[Opening PROVIDED RECORDS section]
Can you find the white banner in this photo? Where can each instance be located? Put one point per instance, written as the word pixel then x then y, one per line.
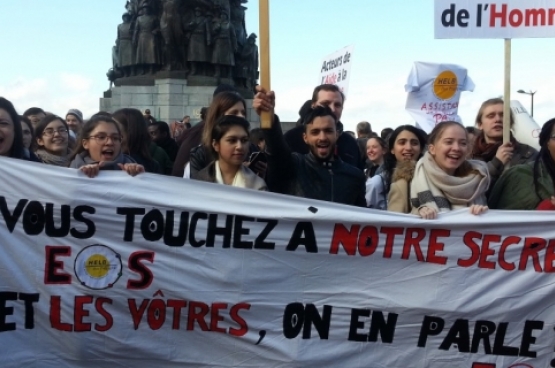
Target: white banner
pixel 336 69
pixel 153 271
pixel 494 19
pixel 525 130
pixel 434 91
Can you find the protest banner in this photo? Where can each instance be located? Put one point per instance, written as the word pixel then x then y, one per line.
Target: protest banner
pixel 503 19
pixel 525 130
pixel 434 92
pixel 108 272
pixel 494 19
pixel 336 69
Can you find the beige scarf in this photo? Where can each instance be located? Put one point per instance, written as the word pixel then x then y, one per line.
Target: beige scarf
pixel 244 178
pixel 432 187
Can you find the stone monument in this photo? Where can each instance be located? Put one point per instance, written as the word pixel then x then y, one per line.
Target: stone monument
pixel 170 55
[Closing PROVIDED RECORDS section]
| ASSIGNMENT |
An exact copy of every entry above is required, without the pictures.

| RESULT OF THIS EXERCISE |
Can you find the white banner in this photo? Where can each instance be located? Put one point per instance, written as the word pixel then x then y, one per line.
Target: white banner
pixel 336 69
pixel 153 271
pixel 494 19
pixel 525 130
pixel 434 91
Can you find the protest banner in this photo? Where can each instance be located? Put one point per instance, written as the word pixel then x then y, one per line.
Target: protest banner
pixel 503 19
pixel 525 130
pixel 434 92
pixel 108 272
pixel 494 19
pixel 336 69
Can you find the beige scarf in this photo? Where can each instance be located? Put one point per instance, written as the word pixel then x then y, one per line.
Target: beige scarf
pixel 244 178
pixel 432 187
Can you find the stone monument in this photo? Where can each instance be located? Put one point per instance, written as the word pixel then x then y, one per line.
Target: stone monument
pixel 170 55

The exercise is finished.